WHAT YOU WILL DO ::
**1)** Reproduce the transformer article word for word, from "The Paper That" to "in modern AI.".
**2)** Carry the article on the transformer architecture forward, beginning right after its last sentence.

──────── SOURCE PASSAGE

The Paper That Changed Everything
The 2017 paper "Attention Is All You Need" by Vaswani et al. introduced the transformer architecture, which has become the foundation of virtually every state-of-the-art model in NLP, computer vision, audio processing, and beyond. Understanding the original transformer — not just using it — is essential for anyone working in modern AI.
This article walks through the transformer's key innovations, explains why they work, and connects the mathematical formulation to intuitive understanding. We'll use the original Seq2Seq machine translation task as context.
The Problem with Recurrent Networks
Before transformers, sequence modeling used recurrent neural networks (RNNs), particularly LSTMs and GRUs. These process sequences token by token, maintaining a hidden state that theoretically captures all past context. The problem: in practice, information from the beginning of a long sequence often degrades by the time it reaches the end — the "vanishing gradient" problem. RNNs also can't be parallelized during training because each step depends on the previous one.
Attention mechanisms (first proposed for machine translation by Bahdanau et al. in 2015) allowed models to "look back" at previous tokens directly. The transformer discarded the recurrence entirely, relying wholly on attention. Hence: "attention is all you need."
Scaled Dot-Product Attention
The core operation of a transformer is scaled dot-product attention:
Attention(Q, K, V) = softmax(QK^T / sqrt(d_k)) V
Unpacking this:
- Q (queries): What is this token looking for?
- K (keys): What does each token offer?
- V (values): What information does each token carry?
The dot product Q·K^T measures compatibility: how relevant is each key to each query? We scale by sqrt(d_k) to prevent dot products from growing too large in high dimensions (which would push softmax into saturation). The softmax produces a probability distribution over values. The output is a weighted sum: for each query position, collect information from all value positions, weighted by how compatible their keys were.
This is attention as information retrieval: you have a query, you look up which keys match, and you retrieve the associated values.
Multi-Head Attention
A single attention operation captures one "type" of relationship between tokens. Multi-head attention runs h independent attention operations in parallel (the "heads"), each with different learned projection matrices W_Q, W_K, W_V. The outputs are concatenated and projected:
MultiHead(Q,K,V) = Concat(head_1, ..., head_h) W_O
where head_i = Attention(Q W_Qi, K W_Ki, V W_Vi)
Different heads learn to attend to different relationships: syntax, coreference, positional proximity, semantic similarity. A transformer with 12 heads can simultaneously track 12 different types of token relationships.
Positional Encoding
Attention is permutation-invariant: if you shuffle the tokens, the attention scores change but nothing in the mechanism itself knows positions. To give the model positional information, the original transformer adds sinusoidal position encodings to the input embeddings:
PE(pos, 2i) = sin(pos / 10000^(2i/d_model))
PE(pos, 2i+1) = cos(pos / 10000^(2i/d_model))

────────────────
──────── ENTRIES SHOWN

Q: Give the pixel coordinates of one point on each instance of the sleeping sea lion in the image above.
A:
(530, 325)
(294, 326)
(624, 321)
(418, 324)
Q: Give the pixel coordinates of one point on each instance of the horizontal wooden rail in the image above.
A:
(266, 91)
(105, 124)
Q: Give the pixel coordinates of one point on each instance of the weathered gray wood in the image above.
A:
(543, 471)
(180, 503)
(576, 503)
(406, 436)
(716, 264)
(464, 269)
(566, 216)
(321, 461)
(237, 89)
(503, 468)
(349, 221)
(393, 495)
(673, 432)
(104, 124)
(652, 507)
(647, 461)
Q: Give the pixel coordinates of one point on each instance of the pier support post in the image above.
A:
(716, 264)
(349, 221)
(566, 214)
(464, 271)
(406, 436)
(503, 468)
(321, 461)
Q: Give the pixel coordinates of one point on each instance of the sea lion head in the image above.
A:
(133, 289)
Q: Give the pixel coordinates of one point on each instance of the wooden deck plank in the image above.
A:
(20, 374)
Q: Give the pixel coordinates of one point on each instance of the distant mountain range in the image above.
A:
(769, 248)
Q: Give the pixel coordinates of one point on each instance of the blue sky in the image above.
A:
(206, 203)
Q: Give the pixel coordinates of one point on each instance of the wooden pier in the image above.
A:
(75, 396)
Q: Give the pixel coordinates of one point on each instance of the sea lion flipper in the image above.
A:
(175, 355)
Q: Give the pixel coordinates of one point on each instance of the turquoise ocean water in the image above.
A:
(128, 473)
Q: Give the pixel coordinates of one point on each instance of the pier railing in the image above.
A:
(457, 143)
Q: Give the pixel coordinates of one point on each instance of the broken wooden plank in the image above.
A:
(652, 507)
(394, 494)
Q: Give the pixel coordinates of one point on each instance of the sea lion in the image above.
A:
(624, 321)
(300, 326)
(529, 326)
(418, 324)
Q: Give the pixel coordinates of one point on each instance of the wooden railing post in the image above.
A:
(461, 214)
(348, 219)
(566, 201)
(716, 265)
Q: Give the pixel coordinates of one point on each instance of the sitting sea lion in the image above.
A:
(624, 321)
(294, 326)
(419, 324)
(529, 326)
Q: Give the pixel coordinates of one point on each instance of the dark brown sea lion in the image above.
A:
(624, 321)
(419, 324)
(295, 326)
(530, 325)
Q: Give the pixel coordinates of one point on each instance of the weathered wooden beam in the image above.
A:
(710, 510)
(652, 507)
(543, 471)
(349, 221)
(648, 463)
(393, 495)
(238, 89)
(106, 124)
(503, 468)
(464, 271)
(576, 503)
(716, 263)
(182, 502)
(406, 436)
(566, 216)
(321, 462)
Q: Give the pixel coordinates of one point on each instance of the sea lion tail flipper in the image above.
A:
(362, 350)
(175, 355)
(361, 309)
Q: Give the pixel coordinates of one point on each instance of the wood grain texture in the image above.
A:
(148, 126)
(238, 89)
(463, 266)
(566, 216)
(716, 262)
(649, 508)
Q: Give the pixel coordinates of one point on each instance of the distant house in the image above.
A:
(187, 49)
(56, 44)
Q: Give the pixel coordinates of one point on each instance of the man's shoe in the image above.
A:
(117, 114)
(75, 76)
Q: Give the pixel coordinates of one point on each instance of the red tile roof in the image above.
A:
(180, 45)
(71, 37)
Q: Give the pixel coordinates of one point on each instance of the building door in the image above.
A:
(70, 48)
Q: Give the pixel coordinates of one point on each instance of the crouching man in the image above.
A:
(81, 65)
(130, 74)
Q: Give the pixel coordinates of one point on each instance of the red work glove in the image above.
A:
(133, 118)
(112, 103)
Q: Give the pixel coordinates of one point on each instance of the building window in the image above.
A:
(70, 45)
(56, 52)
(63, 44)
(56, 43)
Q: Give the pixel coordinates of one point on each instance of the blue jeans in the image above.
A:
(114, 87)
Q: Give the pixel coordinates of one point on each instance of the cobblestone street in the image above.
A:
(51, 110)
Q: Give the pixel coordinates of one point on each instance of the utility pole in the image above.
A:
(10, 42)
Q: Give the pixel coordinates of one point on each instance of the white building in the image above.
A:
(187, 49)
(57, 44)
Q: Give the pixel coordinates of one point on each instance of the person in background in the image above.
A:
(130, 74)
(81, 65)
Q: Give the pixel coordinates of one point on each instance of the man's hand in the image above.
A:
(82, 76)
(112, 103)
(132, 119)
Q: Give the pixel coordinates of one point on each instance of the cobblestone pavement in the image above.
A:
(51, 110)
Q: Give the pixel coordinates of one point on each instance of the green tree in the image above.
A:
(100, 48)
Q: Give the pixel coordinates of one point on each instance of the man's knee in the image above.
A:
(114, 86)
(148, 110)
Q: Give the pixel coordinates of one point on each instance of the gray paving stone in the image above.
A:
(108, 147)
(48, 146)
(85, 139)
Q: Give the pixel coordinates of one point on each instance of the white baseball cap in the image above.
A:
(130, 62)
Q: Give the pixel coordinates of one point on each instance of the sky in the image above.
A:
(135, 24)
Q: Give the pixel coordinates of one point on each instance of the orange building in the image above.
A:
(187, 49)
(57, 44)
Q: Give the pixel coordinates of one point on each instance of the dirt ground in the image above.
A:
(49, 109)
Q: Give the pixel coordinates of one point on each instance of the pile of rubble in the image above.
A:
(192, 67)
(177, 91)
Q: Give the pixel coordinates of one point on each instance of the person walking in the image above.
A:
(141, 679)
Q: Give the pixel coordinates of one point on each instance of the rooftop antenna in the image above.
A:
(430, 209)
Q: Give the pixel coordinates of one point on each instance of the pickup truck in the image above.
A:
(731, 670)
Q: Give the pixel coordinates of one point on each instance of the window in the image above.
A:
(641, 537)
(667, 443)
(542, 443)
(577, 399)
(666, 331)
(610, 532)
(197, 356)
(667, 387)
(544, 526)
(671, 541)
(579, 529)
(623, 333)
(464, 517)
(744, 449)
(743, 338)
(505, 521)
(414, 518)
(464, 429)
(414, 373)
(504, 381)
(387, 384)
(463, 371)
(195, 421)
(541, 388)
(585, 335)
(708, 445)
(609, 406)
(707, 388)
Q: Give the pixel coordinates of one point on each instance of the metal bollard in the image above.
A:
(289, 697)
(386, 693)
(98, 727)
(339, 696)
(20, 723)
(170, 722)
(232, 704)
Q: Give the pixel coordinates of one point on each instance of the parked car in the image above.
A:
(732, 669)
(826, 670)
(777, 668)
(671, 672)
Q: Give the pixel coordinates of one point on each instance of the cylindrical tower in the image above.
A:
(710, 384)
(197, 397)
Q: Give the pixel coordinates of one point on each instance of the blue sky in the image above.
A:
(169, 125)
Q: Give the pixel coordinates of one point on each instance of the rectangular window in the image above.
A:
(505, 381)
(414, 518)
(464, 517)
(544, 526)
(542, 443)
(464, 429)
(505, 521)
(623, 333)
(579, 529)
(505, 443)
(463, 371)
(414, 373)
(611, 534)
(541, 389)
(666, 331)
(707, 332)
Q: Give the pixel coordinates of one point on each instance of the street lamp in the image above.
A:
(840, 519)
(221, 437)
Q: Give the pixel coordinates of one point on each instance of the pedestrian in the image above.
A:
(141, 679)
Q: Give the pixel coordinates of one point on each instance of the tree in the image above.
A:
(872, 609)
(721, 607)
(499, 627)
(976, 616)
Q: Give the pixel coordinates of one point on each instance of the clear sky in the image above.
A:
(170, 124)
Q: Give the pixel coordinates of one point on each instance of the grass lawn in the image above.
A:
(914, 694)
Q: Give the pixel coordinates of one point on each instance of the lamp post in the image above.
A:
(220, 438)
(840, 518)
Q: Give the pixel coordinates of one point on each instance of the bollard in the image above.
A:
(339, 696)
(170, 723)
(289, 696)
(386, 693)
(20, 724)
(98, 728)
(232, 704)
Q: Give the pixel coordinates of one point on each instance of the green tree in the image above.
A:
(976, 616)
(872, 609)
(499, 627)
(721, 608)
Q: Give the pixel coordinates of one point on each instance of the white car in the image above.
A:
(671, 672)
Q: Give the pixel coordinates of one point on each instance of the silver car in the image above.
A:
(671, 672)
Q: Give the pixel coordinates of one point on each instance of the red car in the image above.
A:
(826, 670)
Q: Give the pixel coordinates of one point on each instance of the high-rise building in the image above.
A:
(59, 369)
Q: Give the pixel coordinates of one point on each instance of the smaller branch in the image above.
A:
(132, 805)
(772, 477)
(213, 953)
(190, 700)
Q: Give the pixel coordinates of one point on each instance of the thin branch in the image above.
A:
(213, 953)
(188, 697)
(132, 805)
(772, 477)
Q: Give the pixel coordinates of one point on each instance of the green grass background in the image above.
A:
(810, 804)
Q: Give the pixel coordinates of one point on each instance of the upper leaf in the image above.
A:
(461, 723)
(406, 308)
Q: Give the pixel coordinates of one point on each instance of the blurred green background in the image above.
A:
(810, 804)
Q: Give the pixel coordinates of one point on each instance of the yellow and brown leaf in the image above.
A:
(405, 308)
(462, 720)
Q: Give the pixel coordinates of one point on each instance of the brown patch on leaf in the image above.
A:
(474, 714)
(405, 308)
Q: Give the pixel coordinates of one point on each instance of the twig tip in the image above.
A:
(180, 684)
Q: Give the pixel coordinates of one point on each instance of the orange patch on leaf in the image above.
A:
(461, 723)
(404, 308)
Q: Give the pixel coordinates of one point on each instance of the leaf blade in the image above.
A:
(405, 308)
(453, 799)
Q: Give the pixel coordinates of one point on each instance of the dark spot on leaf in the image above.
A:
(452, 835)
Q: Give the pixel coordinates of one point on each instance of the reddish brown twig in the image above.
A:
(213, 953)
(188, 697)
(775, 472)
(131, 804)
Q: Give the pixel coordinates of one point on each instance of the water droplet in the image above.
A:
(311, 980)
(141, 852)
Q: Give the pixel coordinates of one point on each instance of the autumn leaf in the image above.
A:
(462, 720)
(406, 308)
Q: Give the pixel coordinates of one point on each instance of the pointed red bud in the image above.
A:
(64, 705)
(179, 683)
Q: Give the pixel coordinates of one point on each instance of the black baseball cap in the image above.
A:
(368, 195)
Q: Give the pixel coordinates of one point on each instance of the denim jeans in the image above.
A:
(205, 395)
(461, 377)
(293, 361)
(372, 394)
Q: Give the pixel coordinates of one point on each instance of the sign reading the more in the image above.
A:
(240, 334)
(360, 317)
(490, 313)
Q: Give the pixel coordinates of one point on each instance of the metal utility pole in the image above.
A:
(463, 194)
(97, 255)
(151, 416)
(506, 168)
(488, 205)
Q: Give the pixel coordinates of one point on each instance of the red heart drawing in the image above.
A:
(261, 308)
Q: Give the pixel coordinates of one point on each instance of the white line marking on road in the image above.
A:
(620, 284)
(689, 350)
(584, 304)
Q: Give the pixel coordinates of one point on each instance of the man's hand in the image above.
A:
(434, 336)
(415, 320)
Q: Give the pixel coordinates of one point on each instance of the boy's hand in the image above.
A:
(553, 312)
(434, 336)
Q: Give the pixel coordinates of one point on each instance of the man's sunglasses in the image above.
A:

────────────────

TASK-BY-TASK ANSWERS ::
**1)**
The Paper That Changed Everything
The 2017 paper "Attention Is All You Need" by Vaswani et al. introduced the transformer architecture, which has become the foundation of virtually every state-of-the-art model in NLP, computer vision, audio processing, and beyond. Understanding the original transformer — not just using it — is essential for anyone working in modern AI.

**2)**
Modern LLMs use learned positional encodings (GPT-2), relative position encodings (T5, Transformer-XL), or rotary position embeddings (RoPE, used in Llama, GPT-NeoX, and most modern LLMs). RoPE has the advantage of generalizing to longer contexts than seen during training.
Feed-Forward Networks and Layer Normalization
Each transformer layer has two sub-layers: multi-head attention and a position-wise feed-forward network (FFN):
FFN(x) = max(0, x W_1 + b_1) W_2 + b_2
The FFN expands the representation to a higher dimension (typically 4× the model dimension), applies a nonlinearity, then projects back down. Modern models use SwiGLU or GELU instead of ReLU. Residual connections and layer normalization (pre-norm in modern models) stabilize training.
The Encoder-Decoder Architecture
The original transformer had both encoder and decoder. The encoder processes the input sequence with self-attention; the decoder generates the output sequence with masked self-attention (can't look at future tokens) and cross-attention (attends to encoder output). This architecture works well for translation, summarization, and other Seq2Seq tasks.
Modern LLMs are predominantly decoder-only (GPT family), which uses only the masked decoder stack. BERT uses encoder-only. T5 uses the original encoder-decoder. Each has different inductive biases suited to different tasks.
Why It Works
Transformers succeed for three reasons. First, they're highly parallelizable: all attention operations can run simultaneously across the sequence, enabling efficient GPU utilization during training. Second, they capture long-range dependencies directly: a token can attend to any other token with equal ease regardless of distance. Third, they scale: transformer performance continues to improve with more data and parameters in a remarkably predictable way, as documented by the scaling laws literature.
The attention mechanism specifically excels at tasks requiring flexible information routing — deciding on the fly which previous context is relevant to the current computation. This is the key capability that makes transformers so general.